━━ STORED DATA ━━
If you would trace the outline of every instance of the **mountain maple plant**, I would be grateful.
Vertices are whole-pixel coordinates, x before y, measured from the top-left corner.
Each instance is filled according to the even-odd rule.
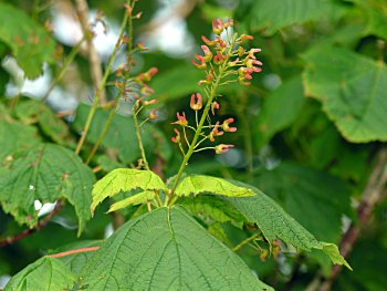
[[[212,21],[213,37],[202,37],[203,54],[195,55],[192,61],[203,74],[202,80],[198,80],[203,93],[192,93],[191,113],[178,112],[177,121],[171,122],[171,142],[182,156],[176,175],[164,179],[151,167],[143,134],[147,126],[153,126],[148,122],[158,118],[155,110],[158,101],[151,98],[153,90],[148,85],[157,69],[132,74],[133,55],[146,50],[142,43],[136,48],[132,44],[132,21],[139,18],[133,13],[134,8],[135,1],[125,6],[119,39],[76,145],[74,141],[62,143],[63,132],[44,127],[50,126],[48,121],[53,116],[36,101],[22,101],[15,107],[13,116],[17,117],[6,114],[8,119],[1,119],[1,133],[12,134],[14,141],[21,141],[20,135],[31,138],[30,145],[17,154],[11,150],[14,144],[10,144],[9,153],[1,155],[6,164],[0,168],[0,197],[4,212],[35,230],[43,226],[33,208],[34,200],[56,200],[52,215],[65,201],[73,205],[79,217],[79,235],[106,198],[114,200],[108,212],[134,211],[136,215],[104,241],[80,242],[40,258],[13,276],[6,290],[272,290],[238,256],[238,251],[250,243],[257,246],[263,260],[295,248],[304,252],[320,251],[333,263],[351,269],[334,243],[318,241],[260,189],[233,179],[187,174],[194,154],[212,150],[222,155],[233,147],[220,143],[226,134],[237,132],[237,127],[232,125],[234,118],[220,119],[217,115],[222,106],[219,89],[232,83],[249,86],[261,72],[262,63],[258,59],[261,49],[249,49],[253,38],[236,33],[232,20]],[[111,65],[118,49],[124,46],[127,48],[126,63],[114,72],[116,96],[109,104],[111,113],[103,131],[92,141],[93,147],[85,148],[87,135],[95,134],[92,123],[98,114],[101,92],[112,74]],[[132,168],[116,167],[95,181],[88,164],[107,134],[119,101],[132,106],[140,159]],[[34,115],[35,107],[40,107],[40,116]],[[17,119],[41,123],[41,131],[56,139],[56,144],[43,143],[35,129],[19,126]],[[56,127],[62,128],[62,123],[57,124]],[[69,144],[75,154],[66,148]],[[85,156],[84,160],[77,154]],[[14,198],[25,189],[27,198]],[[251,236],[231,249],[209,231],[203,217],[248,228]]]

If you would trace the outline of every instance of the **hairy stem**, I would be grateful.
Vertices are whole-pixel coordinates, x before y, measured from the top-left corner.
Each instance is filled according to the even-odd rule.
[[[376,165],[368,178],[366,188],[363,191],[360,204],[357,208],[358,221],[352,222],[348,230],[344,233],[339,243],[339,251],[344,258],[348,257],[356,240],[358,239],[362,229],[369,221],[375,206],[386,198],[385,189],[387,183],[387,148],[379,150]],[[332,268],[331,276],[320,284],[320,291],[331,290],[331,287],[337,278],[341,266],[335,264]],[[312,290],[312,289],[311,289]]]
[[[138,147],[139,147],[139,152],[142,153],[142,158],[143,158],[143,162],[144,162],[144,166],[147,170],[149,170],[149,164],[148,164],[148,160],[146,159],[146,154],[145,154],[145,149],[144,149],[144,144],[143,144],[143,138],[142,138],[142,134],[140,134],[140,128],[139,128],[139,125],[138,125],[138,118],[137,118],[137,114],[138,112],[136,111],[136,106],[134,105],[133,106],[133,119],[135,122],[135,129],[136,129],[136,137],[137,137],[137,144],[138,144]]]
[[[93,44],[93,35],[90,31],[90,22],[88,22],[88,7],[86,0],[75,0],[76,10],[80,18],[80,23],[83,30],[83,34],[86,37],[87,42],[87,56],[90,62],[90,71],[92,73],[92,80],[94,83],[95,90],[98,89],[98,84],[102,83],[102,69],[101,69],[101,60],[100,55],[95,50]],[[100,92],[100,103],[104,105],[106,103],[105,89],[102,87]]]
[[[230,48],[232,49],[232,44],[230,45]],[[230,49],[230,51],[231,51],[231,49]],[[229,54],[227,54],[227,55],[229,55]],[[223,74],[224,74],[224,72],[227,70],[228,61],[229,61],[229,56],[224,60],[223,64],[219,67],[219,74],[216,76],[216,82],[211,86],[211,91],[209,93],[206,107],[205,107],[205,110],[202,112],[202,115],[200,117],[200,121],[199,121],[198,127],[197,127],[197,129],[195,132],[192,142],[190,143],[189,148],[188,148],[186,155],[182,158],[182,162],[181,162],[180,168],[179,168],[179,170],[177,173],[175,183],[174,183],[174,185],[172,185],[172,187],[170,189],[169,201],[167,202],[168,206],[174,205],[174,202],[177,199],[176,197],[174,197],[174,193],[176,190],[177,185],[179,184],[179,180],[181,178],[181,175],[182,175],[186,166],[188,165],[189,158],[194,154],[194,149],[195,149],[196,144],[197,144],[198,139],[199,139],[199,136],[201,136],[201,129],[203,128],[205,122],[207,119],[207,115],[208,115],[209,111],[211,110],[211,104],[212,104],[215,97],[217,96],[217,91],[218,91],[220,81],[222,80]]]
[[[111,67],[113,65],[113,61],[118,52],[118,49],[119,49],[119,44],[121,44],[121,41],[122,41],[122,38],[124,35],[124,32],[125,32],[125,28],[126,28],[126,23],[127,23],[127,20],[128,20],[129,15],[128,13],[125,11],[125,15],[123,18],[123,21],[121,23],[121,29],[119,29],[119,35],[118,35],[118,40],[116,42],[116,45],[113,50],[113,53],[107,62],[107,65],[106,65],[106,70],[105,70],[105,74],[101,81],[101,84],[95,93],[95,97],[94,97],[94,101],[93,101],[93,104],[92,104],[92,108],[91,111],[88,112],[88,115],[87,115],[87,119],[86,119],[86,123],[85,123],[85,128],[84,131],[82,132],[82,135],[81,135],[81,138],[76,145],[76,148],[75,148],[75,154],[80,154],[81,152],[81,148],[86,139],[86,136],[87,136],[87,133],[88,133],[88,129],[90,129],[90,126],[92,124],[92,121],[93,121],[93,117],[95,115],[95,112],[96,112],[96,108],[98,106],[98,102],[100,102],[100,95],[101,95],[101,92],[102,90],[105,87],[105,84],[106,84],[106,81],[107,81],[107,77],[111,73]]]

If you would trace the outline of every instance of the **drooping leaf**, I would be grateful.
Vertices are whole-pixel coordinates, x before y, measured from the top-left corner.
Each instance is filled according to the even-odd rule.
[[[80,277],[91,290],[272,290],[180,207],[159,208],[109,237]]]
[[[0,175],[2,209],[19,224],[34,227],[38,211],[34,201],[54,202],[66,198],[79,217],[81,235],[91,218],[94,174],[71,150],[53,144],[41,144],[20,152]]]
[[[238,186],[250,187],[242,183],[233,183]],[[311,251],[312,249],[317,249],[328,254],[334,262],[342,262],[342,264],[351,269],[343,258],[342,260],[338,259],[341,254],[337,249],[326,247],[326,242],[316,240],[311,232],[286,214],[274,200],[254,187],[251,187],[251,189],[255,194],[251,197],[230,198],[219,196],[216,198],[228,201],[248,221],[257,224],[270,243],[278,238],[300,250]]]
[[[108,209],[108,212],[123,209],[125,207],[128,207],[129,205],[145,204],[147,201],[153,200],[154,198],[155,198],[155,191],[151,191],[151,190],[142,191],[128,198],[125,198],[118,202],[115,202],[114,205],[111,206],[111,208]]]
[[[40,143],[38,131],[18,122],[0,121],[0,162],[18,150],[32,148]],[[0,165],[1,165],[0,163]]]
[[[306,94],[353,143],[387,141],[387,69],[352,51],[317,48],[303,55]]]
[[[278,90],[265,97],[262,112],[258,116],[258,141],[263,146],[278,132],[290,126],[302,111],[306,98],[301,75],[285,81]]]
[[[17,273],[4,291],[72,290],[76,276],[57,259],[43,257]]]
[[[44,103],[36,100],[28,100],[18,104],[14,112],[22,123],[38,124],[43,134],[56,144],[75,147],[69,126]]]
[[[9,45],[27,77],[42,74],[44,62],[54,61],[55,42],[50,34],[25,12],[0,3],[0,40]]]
━━━
## WHAT THE TASK REQUIRES
Which lines of the records contain the word "outline"? Copy each such line in full, matching case exactly.

## TASK ANSWER
If you would trace the outline of every instance of the **mountain maple plant**, I would be grateful.
If you would trace the outline of every instance of the **hairy stem**, I would be grateful.
If you would trace the outline of every instance of the **drooping leaf**, I would be grateful.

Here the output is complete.